→ **Exercise brief**
Rewrite the records from the line containing "of the brick" through the end of the records, swapping "keypoint" for "marker" and leaving everything else unchanged.

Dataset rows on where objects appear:
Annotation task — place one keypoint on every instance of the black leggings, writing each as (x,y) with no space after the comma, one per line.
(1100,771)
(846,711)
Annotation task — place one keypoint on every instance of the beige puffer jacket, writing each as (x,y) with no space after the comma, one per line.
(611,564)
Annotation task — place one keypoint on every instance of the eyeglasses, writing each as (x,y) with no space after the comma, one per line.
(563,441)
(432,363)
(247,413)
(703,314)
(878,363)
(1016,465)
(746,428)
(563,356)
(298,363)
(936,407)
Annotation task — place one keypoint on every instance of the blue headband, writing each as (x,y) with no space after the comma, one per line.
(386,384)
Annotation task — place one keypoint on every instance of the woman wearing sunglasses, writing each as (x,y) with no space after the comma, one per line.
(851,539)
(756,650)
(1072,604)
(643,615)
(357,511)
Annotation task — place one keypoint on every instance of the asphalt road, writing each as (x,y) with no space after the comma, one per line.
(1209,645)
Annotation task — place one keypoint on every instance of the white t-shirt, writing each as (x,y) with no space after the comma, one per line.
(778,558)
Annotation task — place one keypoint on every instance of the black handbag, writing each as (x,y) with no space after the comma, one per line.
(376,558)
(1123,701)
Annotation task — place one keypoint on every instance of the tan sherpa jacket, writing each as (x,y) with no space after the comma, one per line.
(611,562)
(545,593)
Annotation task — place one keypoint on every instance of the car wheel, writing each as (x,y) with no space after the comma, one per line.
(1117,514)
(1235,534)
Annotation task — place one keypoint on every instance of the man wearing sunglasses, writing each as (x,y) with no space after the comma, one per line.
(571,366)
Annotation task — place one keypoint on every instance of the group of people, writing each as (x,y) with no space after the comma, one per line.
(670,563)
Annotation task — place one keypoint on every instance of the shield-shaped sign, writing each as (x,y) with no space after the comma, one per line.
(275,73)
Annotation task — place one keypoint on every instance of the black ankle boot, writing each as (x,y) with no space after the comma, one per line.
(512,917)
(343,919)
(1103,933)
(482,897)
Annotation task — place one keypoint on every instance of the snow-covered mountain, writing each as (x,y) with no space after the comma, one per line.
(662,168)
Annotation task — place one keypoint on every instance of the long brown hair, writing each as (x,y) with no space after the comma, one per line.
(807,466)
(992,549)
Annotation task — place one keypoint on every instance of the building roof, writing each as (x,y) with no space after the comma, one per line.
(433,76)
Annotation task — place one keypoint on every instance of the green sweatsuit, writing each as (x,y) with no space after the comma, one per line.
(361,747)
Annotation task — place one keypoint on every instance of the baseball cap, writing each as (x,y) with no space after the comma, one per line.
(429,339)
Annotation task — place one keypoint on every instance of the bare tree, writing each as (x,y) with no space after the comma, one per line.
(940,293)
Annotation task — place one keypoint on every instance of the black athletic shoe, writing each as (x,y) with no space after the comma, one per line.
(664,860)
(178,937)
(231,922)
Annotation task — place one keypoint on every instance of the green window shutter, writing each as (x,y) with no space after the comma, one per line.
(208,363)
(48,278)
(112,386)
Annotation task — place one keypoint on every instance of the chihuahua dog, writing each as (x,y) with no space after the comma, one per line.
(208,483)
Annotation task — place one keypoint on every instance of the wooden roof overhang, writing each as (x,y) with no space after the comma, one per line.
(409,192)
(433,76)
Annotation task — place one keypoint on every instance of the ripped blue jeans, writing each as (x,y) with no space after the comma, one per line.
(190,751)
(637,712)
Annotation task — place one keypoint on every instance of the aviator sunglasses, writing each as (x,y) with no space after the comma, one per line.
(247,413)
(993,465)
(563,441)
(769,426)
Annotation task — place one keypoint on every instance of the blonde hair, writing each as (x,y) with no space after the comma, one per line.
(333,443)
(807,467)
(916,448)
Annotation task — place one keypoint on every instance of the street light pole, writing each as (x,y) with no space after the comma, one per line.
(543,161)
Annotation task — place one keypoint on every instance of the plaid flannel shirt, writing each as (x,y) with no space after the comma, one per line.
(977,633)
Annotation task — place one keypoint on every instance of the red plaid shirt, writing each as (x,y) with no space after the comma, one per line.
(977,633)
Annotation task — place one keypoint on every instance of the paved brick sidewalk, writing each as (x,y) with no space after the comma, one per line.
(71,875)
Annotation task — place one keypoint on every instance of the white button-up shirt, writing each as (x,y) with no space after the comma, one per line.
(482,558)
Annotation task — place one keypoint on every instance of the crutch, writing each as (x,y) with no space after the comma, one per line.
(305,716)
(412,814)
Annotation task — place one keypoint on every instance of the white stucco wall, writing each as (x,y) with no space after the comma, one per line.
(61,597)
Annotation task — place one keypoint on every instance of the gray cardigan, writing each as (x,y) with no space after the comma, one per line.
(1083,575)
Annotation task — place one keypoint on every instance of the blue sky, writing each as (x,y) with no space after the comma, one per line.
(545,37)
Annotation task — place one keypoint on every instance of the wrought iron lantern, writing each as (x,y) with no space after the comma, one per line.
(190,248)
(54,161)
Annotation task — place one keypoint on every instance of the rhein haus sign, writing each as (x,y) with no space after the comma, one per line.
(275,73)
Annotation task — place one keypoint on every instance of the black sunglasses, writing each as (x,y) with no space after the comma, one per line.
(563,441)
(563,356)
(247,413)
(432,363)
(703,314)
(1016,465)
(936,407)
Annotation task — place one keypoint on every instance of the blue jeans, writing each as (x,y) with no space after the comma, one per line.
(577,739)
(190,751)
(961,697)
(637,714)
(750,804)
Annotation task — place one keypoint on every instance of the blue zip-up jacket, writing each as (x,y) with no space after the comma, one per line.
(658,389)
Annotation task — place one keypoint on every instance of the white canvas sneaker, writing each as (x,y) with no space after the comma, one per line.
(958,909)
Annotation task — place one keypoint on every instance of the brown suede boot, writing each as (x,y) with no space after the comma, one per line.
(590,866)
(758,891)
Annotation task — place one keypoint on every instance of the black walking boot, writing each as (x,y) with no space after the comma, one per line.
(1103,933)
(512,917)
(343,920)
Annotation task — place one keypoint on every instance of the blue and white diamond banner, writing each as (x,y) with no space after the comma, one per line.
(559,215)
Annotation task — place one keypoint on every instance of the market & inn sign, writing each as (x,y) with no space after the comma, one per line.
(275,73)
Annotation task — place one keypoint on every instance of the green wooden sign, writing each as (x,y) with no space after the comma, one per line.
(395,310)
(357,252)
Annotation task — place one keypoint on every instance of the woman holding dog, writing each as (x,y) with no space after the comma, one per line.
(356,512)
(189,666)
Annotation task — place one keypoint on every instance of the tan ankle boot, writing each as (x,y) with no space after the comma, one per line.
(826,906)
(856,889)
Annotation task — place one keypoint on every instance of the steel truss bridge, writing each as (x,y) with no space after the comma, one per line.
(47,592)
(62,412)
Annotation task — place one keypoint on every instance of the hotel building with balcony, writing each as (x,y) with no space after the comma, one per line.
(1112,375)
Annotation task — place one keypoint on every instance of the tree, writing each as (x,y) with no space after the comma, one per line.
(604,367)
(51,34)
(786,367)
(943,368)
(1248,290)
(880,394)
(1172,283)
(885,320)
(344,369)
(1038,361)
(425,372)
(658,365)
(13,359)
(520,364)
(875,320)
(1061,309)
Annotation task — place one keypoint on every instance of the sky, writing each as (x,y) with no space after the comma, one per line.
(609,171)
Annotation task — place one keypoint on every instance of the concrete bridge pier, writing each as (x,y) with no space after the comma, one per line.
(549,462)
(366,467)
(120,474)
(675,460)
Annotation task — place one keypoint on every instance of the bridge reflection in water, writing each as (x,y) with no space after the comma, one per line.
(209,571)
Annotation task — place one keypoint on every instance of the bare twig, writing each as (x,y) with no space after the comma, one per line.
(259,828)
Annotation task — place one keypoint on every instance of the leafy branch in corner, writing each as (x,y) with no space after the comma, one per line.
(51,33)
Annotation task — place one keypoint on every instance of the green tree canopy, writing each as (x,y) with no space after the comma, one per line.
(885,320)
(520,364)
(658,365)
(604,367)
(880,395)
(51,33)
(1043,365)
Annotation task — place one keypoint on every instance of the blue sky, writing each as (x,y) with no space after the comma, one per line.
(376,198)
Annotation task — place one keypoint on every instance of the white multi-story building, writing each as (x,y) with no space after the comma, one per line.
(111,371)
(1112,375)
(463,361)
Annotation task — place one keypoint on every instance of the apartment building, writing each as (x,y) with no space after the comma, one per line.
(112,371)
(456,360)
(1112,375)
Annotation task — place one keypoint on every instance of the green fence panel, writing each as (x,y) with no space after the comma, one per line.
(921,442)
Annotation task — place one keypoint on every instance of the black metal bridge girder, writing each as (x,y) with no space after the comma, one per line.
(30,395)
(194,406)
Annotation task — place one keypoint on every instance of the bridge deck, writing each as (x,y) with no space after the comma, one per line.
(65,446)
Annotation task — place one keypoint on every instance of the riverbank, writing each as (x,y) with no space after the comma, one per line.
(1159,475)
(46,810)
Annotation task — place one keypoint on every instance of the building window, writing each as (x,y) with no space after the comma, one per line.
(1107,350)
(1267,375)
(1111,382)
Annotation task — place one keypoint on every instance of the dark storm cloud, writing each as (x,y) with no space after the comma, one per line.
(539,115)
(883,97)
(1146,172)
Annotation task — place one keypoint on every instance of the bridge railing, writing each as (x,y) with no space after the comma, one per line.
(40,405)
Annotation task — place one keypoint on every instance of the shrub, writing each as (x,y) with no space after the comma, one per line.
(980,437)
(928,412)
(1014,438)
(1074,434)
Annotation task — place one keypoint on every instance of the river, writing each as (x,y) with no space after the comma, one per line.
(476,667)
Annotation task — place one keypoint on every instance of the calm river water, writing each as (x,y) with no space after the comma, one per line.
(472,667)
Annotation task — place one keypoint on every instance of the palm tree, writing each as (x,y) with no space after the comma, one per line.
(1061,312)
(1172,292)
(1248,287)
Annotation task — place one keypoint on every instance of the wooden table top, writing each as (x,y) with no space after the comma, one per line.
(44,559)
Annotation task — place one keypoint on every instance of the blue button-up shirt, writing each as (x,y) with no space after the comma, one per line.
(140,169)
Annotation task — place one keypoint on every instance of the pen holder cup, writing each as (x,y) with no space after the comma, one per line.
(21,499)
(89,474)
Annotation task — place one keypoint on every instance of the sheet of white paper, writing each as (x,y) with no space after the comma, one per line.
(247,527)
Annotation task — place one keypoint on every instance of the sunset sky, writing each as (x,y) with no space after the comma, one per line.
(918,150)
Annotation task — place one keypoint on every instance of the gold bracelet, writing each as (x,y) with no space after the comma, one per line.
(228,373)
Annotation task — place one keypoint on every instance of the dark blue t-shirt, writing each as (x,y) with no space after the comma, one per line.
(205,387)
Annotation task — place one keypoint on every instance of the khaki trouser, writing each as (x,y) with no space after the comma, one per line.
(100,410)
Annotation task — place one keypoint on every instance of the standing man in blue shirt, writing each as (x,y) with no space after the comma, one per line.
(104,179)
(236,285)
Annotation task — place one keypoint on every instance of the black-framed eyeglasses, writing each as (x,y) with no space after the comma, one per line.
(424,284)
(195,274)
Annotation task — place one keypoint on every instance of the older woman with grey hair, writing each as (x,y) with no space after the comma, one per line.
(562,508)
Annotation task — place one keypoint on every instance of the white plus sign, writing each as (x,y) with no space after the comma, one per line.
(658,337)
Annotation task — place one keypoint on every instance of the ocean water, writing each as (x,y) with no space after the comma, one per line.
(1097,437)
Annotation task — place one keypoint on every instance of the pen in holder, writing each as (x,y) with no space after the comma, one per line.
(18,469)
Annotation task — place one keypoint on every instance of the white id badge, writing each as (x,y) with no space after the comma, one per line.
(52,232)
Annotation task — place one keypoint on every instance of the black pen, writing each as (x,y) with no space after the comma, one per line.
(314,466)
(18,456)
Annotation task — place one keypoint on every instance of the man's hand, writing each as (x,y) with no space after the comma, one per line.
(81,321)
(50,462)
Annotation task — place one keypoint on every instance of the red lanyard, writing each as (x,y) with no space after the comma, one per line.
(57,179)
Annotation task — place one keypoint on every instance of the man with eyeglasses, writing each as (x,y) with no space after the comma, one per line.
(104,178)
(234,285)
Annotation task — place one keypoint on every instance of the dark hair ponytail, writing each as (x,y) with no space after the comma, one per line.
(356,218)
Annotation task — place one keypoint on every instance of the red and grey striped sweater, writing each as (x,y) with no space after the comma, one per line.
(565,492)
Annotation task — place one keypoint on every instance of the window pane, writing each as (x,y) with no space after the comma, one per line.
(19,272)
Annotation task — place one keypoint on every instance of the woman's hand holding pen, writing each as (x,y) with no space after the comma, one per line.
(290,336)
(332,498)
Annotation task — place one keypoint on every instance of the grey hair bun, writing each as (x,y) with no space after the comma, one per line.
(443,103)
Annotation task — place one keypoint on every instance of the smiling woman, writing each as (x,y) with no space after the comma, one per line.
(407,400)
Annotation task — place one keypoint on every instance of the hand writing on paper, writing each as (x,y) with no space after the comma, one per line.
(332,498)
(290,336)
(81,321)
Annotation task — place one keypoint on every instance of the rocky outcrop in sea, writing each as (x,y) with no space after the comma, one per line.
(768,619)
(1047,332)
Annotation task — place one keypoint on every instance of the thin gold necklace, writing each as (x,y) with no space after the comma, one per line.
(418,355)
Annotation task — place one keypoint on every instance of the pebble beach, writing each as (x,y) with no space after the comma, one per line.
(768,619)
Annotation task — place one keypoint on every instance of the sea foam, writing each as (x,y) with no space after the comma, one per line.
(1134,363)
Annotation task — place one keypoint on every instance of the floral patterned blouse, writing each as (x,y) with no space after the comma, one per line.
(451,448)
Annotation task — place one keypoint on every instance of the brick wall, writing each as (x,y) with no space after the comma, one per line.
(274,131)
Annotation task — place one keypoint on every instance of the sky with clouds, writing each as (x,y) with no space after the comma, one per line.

→ **Response for this exercise**
Annotation task — place one marker on every instance of the brick wall, writing each as (x,y) with no space after the comma, one per line.
(274,131)
Annotation task — place one marker on every instance of the sky with clouds, writing each as (x,y) with no space after the comma, one per line.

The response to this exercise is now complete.